Retype, word for word, every line of the records below starting at the one that contains "[[358, 422], [308, 383]]" and ending at the one that contains "[[270, 266], [164, 212], [426, 90], [17, 248]]"; include both of those lines and nothing more.

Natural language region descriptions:
=== Begin Enclosure ===
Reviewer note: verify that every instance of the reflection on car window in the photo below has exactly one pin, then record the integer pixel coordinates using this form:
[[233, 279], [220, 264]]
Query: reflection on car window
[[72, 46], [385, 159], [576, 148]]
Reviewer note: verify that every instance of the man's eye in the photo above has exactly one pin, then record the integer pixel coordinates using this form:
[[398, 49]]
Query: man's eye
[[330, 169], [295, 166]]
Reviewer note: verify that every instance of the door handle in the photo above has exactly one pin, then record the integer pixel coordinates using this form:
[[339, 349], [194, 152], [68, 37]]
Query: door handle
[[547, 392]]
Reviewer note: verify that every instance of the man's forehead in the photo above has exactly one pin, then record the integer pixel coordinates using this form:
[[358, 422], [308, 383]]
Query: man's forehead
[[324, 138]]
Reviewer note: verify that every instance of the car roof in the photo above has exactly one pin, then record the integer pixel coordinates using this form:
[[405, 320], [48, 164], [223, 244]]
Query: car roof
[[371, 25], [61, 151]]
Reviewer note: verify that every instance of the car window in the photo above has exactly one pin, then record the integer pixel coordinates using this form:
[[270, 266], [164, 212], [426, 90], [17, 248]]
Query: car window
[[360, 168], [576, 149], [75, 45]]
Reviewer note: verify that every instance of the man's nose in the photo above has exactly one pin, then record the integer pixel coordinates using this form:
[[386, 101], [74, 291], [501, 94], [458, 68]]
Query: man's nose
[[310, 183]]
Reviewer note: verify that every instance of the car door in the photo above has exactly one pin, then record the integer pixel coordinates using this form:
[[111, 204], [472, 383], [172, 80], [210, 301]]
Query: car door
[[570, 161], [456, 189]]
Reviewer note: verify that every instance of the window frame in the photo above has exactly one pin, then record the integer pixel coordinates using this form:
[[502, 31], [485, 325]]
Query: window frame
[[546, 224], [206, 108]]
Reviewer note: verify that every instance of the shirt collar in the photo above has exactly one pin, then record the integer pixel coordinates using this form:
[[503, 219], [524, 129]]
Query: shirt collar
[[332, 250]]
=== End Enclosure ===
=== Begin Enclosure ===
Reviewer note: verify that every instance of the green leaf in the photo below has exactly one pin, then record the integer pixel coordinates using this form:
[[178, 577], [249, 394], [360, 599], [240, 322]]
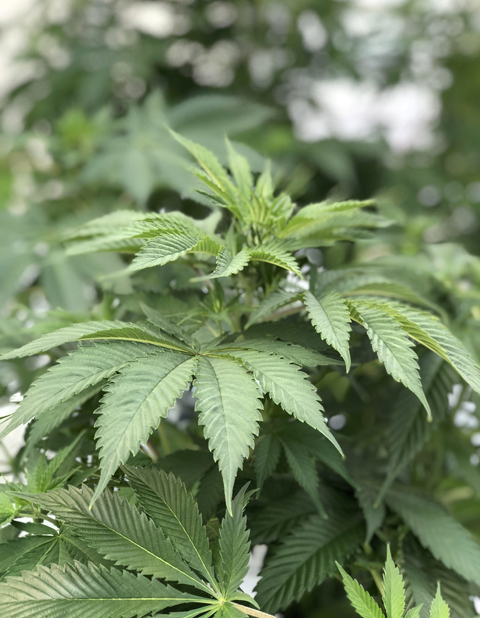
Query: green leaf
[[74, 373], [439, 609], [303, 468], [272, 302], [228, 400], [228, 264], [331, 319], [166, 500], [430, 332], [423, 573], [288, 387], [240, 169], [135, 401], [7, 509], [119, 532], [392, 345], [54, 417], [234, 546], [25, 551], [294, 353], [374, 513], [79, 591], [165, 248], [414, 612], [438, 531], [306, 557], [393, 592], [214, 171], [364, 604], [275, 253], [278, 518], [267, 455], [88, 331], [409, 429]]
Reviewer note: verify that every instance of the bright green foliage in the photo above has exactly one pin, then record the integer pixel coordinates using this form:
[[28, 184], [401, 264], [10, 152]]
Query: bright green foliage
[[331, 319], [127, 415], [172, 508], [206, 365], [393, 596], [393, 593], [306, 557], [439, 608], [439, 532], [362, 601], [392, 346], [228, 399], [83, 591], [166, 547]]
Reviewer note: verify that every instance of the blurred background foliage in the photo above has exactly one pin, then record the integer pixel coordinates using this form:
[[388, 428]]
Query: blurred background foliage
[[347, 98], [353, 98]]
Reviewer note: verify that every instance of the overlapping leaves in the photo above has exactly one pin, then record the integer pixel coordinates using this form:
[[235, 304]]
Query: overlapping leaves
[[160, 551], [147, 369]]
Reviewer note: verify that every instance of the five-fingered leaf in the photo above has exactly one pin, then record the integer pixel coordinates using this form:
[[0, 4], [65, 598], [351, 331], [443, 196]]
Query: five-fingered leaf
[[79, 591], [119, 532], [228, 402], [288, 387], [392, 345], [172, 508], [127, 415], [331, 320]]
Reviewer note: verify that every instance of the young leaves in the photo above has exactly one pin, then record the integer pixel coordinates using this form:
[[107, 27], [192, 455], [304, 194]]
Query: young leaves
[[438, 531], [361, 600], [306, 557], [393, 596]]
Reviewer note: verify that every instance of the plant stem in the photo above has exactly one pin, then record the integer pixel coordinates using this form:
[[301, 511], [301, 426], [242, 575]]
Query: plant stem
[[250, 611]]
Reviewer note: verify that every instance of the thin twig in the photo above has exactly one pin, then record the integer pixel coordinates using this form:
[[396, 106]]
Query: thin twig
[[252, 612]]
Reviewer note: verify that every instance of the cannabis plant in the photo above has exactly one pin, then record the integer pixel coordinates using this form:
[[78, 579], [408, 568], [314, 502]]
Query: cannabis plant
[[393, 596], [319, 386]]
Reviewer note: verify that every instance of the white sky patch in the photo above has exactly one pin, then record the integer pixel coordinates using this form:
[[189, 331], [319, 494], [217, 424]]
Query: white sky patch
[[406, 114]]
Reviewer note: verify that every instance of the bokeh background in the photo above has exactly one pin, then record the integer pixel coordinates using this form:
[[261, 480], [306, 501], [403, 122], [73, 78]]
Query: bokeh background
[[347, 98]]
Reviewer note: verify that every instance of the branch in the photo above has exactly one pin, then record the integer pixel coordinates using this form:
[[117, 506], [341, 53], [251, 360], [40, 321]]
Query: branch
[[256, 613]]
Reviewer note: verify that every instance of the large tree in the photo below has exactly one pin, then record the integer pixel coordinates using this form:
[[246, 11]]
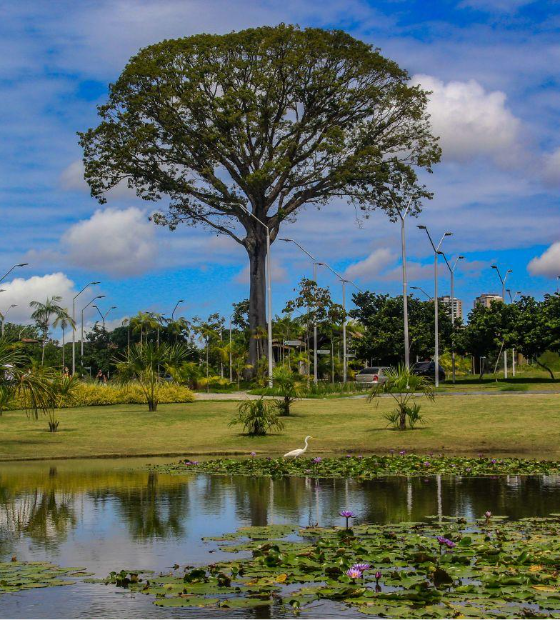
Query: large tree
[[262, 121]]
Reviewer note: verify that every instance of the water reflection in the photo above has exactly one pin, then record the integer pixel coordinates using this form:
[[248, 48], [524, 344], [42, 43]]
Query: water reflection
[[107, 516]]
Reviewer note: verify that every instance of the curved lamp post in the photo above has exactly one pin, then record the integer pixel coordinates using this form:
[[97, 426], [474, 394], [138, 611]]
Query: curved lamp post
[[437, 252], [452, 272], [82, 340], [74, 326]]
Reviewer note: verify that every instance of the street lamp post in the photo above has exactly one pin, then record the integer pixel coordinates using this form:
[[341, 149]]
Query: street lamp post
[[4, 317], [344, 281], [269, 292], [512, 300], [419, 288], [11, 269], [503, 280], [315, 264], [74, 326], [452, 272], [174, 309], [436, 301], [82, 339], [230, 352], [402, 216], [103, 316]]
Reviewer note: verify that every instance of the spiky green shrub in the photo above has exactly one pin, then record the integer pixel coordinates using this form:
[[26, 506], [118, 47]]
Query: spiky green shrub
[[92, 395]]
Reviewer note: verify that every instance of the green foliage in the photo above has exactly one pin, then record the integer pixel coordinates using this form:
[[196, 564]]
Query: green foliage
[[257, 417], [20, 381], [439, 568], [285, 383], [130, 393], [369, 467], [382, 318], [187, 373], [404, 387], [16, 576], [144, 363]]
=== End Enclosure ===
=== Begin Enclosure ===
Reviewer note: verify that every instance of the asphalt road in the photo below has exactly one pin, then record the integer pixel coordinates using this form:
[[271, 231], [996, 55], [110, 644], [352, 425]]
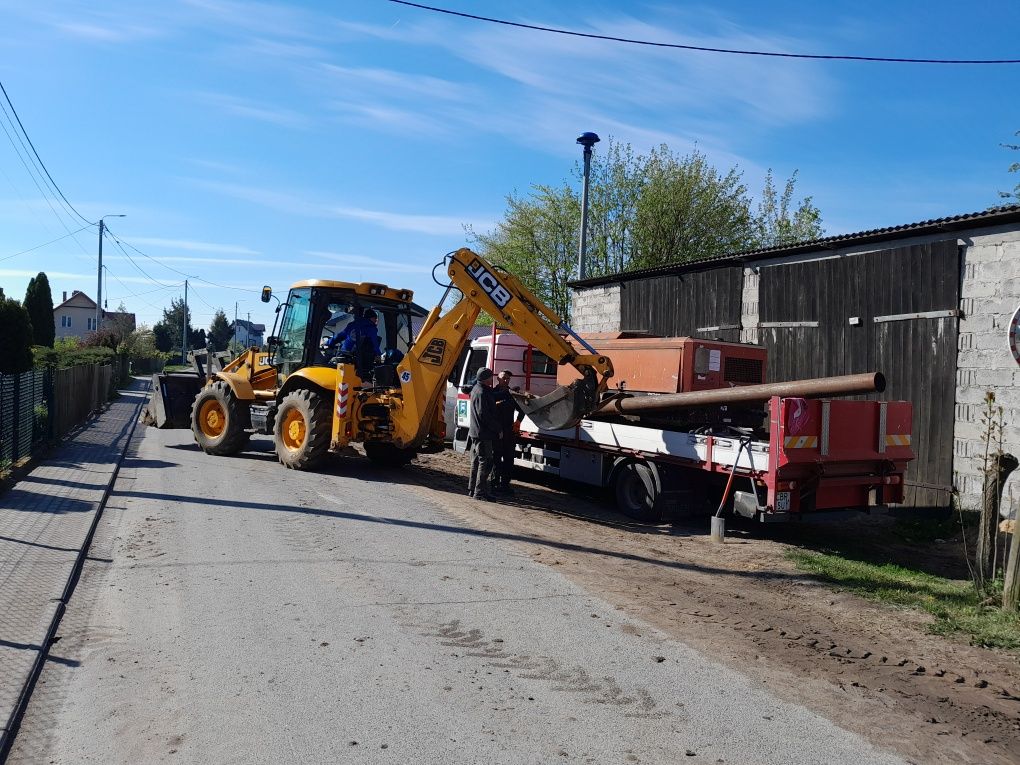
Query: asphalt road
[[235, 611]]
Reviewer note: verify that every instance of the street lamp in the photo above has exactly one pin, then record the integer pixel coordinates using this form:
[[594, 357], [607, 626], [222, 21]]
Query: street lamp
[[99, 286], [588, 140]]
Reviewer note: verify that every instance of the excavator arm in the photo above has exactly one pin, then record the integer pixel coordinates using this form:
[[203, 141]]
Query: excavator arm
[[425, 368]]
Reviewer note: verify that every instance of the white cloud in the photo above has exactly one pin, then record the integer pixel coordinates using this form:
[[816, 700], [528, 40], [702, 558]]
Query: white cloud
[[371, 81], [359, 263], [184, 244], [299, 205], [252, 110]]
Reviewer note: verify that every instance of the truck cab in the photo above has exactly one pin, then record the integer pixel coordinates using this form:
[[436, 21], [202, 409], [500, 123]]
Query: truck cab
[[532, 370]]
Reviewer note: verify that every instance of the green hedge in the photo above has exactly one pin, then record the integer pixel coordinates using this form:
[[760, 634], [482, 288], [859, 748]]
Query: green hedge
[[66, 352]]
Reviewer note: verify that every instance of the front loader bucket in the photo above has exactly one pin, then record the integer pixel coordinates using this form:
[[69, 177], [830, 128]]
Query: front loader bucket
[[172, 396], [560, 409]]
=== End Enclosure ===
• FINISHED TASK
[[358, 422], [308, 383]]
Query: man's forehead
[[324, 138]]
Reviewer note: verify that every instance of the car roof in the photo above has exactly one pin, then record the integer pixel coordinates using this form:
[[405, 320], [48, 164], [223, 244]]
Query: car roof
[[371, 25], [61, 151]]
Reviewer note: verify that every instance of the car window in the photo above has exactly one pin, then record the integer pixel coordinates using this form:
[[270, 266], [164, 212], [426, 90], [17, 248]]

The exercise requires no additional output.